TASK REQUIREMENTS:
Can you rescale the listing below by writing out all its lines again, requests included, with every x and y coordinate in the answers multiplied by 2.1 and rounded to a whole number, halves rounded up? Leave the pictures out.

EXERCISE MATERIAL:
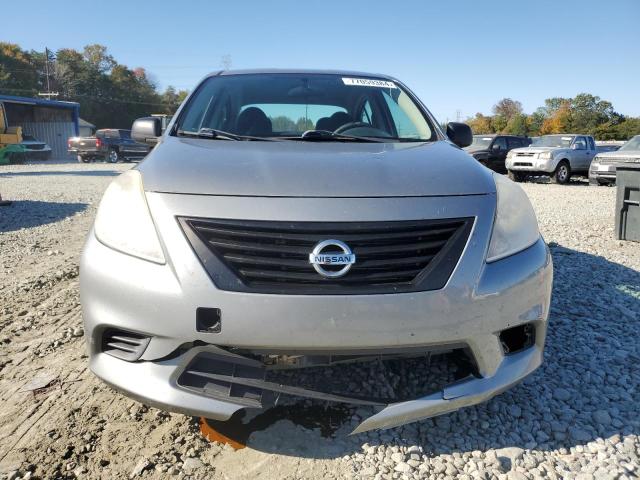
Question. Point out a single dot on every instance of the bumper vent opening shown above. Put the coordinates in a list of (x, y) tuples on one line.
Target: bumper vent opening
[(273, 256), (518, 338), (370, 380), (124, 345)]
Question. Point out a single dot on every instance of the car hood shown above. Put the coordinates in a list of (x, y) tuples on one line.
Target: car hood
[(312, 169), (471, 151), (536, 149)]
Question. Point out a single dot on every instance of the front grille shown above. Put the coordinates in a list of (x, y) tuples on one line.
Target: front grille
[(273, 257), (618, 160)]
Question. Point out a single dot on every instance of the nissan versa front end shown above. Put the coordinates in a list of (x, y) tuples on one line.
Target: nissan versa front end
[(289, 223)]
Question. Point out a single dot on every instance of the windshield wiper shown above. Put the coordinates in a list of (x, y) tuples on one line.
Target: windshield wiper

EXPECTED ANSWER:
Question. Point out a single dot on every instance of the bumper vent opening shown above. Put the coordinates in a list of (x, y) tuples on one line.
Target: bumper vent opening
[(573, 538), (1088, 710), (777, 798), (260, 725)]
Question. Point out a single dot on every instance of the car hood shown above. Put the coordinates in a list of (x, y) tuples on one line.
Target: car hood
[(655, 355), (989, 317), (1126, 313)]
Question. Point out a single dot on every instance of the front grille shown above. Put the coordinates in a list of (x, y) tuples on one line.
Target: front grille
[(573, 540), (1298, 336)]
Question. Point out a single dot on every instance of the nissan versa front end shown above. Put the coordinates in a list of (x, y) tuples on one line.
Target: nissan versa front end
[(607, 468)]
Question. Point out a single dot on every instance of the windshield wiper shown above. Put the coordinates in a list of (x, y) tuples on one line.
Target: windshield wiper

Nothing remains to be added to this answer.